Count the lines in the entries below that include the word "white", and reply with the number only.

--- Begin ---

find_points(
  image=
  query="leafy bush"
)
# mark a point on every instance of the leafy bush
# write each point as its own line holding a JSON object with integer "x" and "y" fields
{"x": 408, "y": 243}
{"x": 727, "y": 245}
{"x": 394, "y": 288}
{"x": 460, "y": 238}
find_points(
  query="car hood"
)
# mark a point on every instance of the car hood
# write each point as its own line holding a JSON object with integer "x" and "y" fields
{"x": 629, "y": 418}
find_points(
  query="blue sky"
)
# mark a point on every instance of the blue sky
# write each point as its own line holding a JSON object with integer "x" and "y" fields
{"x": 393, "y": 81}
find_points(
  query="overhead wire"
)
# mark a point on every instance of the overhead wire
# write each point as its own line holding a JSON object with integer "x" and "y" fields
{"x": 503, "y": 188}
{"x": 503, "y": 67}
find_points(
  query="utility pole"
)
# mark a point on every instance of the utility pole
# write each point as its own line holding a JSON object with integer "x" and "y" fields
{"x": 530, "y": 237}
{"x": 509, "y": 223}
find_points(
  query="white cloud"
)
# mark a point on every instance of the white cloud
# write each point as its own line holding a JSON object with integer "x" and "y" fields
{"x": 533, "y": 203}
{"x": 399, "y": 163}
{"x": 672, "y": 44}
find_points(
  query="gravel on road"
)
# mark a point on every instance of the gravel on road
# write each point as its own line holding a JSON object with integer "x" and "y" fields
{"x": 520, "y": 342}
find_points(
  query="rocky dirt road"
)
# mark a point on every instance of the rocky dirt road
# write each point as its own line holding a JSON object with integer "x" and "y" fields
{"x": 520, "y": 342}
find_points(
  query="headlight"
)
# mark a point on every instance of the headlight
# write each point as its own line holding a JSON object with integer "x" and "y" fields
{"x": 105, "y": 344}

--- End ---
--- Begin ---

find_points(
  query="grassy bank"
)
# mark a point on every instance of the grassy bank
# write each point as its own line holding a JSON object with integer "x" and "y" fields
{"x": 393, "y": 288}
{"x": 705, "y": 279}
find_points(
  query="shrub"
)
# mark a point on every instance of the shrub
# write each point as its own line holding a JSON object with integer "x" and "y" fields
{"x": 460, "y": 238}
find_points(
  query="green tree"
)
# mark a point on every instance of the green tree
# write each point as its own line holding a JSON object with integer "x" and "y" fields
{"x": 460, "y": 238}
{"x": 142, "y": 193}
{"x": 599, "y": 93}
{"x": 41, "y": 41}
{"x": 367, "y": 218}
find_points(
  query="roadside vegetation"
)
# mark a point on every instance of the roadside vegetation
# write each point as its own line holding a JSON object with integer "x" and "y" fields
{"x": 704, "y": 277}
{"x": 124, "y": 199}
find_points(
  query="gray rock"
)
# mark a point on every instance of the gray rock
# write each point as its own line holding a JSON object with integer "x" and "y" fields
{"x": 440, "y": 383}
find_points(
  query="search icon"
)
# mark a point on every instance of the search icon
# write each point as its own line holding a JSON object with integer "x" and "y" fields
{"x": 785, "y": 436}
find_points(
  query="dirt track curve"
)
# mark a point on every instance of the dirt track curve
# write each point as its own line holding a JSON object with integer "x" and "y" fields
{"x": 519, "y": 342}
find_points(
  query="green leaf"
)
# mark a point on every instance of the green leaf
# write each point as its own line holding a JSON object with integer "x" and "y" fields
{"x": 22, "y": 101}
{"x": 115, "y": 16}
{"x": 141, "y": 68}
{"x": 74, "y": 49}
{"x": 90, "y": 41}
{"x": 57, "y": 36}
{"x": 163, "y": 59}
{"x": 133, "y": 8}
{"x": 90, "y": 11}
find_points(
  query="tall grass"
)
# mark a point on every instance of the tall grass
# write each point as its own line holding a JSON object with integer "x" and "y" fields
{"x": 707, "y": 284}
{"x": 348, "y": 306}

--- End ---

▸ **Result for this exercise**:
2